**CHALLENGE**
Find the line that contains "Question. For every instance of the green grass". Output it and every line after it to the end of the records, exactly as they appear.

++++ SUPPLIED DATA ++++

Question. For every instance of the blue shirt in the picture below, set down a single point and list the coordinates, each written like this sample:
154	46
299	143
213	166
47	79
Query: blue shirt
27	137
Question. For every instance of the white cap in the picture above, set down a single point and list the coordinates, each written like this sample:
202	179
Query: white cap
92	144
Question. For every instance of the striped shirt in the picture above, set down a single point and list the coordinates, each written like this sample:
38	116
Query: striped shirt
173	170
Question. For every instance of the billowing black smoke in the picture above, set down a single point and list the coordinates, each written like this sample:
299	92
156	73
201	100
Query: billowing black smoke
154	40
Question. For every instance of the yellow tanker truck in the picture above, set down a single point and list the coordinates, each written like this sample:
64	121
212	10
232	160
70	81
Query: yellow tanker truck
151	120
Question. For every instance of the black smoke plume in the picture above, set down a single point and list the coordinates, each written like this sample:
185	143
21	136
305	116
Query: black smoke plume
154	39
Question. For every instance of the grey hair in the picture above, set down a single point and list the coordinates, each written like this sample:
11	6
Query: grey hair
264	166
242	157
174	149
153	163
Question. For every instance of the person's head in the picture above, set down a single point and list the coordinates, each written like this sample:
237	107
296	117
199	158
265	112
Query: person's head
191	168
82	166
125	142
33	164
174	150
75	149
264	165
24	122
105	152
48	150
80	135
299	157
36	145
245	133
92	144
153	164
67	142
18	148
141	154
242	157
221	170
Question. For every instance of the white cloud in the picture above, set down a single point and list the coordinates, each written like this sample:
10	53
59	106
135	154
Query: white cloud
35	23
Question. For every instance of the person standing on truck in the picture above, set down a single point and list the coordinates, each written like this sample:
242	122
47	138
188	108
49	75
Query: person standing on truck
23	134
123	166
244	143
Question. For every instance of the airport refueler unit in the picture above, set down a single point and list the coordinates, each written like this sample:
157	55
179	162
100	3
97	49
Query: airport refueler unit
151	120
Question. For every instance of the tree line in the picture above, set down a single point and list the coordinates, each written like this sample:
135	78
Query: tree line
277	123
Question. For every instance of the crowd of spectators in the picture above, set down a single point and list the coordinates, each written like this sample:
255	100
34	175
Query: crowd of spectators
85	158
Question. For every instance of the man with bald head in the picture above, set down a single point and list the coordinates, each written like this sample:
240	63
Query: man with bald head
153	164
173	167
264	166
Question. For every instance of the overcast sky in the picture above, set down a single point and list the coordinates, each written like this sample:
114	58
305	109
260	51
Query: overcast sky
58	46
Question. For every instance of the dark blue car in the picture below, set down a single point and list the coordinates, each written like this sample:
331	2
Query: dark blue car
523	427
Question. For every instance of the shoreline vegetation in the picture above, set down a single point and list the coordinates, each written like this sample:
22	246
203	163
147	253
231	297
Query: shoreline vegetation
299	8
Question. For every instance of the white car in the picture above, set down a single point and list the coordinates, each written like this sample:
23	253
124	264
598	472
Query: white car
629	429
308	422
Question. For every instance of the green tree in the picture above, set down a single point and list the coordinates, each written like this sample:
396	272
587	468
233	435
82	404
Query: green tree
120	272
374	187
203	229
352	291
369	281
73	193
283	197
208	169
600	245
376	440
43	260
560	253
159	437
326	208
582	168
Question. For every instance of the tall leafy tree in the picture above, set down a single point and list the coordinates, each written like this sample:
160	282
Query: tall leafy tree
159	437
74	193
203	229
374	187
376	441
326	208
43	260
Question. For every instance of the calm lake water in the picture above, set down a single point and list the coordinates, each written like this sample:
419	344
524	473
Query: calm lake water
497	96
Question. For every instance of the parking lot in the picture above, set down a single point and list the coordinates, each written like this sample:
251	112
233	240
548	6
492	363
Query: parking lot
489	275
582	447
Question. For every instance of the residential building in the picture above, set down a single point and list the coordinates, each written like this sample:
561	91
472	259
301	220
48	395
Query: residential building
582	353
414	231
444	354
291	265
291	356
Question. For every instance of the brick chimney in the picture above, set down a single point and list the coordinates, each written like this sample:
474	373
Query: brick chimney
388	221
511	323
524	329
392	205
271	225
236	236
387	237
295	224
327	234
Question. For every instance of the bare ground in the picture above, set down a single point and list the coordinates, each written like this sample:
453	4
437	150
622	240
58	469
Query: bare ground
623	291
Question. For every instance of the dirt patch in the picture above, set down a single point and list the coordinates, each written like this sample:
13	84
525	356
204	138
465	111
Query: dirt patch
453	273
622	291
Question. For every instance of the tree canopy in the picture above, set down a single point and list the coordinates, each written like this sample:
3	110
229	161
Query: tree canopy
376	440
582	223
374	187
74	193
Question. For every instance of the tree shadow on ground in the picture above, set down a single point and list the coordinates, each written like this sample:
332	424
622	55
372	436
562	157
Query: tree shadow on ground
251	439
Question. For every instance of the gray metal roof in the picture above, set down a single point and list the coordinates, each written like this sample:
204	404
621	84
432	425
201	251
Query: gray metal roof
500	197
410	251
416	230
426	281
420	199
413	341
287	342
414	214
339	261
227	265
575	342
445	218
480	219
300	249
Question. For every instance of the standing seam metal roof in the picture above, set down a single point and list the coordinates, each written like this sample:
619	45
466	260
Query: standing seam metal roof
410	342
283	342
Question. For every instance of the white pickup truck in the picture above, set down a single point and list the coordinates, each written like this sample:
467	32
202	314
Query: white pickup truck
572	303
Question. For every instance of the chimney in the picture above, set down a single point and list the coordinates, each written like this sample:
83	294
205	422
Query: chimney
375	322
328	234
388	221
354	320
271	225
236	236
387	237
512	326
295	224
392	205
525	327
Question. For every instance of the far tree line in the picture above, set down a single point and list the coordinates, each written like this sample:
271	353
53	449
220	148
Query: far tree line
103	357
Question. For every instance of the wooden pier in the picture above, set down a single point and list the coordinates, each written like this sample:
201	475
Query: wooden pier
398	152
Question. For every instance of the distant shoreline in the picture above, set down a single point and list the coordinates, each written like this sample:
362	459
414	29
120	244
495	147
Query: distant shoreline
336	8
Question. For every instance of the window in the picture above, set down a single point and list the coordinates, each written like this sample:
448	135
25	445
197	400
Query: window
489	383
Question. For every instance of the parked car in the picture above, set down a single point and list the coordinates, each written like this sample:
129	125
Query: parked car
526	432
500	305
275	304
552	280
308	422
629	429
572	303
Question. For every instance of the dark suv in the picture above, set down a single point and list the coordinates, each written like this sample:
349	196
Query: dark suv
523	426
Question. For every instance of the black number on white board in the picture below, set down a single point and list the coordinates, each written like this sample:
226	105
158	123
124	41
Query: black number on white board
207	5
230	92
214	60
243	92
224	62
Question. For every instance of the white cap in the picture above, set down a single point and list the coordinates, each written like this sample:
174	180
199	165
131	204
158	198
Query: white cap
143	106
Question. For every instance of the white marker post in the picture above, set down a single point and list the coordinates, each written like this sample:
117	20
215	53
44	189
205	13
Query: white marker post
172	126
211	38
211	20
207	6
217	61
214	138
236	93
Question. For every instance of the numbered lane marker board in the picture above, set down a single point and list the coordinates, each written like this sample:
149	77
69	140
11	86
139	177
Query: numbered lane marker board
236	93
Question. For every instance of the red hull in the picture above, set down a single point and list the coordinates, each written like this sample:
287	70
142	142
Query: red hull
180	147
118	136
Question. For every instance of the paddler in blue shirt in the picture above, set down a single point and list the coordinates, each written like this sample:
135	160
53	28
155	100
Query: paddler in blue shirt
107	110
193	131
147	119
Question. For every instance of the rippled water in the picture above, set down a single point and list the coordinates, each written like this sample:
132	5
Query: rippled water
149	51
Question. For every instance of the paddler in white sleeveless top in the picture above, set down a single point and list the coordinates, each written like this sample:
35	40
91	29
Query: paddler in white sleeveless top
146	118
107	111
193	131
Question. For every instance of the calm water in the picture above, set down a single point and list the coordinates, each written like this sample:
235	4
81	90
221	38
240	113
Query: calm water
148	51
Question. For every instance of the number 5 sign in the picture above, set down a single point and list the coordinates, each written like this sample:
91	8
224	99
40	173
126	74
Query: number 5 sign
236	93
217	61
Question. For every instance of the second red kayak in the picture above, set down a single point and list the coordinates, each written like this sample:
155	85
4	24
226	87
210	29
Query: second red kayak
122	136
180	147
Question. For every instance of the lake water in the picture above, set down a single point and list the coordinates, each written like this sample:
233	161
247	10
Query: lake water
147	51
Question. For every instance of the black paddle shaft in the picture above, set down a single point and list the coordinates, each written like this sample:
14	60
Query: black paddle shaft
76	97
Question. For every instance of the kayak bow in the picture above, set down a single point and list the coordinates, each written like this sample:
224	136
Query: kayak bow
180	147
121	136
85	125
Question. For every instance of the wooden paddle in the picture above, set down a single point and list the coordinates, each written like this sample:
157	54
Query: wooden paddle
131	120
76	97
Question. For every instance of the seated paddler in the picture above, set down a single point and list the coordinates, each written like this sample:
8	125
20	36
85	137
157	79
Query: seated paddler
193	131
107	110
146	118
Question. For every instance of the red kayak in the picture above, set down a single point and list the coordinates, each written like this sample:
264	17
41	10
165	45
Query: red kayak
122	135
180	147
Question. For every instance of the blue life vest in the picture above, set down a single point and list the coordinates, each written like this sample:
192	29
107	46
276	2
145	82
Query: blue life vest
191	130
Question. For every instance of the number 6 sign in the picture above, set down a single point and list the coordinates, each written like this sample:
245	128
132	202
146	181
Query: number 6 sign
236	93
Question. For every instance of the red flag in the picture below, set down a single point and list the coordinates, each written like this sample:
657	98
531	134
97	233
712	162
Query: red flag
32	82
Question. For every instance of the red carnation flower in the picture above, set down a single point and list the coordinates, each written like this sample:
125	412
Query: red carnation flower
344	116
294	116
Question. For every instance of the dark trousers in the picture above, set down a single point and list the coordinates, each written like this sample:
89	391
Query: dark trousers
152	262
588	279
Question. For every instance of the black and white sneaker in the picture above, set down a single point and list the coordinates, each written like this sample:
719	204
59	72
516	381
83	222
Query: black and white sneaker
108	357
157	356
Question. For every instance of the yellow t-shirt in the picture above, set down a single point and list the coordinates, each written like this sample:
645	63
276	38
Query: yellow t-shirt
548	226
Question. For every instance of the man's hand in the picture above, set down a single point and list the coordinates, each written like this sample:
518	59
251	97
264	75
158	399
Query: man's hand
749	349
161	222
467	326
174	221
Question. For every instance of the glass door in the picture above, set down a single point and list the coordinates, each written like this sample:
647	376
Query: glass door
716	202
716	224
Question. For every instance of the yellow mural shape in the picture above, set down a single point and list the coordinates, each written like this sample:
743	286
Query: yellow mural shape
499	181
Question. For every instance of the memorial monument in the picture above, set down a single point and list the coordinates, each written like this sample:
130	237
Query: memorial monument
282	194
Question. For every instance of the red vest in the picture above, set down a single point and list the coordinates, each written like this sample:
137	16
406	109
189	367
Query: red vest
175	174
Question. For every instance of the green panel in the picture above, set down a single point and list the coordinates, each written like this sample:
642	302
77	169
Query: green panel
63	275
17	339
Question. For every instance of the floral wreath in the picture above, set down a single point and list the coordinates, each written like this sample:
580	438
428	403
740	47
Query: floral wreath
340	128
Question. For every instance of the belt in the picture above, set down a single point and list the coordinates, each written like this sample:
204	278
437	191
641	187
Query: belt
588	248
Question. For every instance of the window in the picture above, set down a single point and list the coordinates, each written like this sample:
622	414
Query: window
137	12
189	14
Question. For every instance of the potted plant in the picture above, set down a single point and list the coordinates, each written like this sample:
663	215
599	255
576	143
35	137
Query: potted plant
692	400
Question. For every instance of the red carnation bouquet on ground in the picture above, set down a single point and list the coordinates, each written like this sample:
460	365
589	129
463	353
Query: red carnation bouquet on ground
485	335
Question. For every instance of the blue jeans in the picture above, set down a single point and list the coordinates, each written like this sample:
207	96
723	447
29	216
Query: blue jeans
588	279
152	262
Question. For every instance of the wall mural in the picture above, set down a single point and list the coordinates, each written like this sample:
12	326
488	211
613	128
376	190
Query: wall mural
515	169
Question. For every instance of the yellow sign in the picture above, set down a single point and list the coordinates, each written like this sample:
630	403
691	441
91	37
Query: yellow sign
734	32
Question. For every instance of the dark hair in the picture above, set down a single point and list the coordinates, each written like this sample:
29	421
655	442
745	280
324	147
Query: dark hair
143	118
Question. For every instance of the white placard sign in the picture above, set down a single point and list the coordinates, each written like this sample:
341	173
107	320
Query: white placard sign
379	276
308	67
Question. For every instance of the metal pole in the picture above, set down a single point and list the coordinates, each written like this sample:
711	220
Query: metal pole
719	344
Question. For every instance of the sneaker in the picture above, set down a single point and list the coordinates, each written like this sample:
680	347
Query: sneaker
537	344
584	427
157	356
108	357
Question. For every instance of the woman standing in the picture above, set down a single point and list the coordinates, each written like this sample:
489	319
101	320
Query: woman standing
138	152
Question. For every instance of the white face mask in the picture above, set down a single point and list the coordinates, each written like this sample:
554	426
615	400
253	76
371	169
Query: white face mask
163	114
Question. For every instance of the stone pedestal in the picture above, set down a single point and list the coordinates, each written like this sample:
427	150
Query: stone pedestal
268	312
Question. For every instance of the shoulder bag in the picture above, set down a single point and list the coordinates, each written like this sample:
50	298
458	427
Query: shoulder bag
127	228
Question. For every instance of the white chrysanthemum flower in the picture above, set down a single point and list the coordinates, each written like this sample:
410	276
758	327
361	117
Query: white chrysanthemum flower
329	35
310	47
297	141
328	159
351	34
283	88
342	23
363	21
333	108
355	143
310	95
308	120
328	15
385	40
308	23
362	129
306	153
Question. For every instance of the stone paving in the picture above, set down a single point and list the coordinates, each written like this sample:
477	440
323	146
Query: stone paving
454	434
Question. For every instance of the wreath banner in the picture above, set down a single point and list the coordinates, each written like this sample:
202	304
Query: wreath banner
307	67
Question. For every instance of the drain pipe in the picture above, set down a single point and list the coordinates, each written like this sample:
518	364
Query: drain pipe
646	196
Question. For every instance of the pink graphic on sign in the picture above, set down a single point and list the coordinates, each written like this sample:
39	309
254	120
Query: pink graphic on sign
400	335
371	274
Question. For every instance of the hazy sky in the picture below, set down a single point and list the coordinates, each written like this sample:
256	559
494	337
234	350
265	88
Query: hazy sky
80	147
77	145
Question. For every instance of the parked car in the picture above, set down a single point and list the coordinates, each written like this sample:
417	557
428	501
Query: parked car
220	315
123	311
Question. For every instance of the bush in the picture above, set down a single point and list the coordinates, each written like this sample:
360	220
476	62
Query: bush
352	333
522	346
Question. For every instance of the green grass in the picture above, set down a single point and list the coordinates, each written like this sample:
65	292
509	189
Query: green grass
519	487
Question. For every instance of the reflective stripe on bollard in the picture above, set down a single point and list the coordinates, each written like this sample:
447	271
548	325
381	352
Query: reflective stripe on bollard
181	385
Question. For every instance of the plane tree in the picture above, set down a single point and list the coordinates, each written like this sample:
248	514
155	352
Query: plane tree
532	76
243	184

++++

**REPLY TO THE EXERCISE**
Question. For every instance of the green grass in the picture above, set down a single point and list the coordinates, each written like this sample:
65	292
509	189
Query: green grass
519	487
Question. For every instance of the reflective stripe on bollard in the picture above, set down a single point and list the coordinates, each written like this sample:
447	271
548	325
381	352
Query: reflective stripe on bollard
181	385
Question. For every instance of the plane tree in the picture above, set down a single point and list the coordinates, each written like this sample:
248	514
155	352
Query: plane tree
532	76
243	184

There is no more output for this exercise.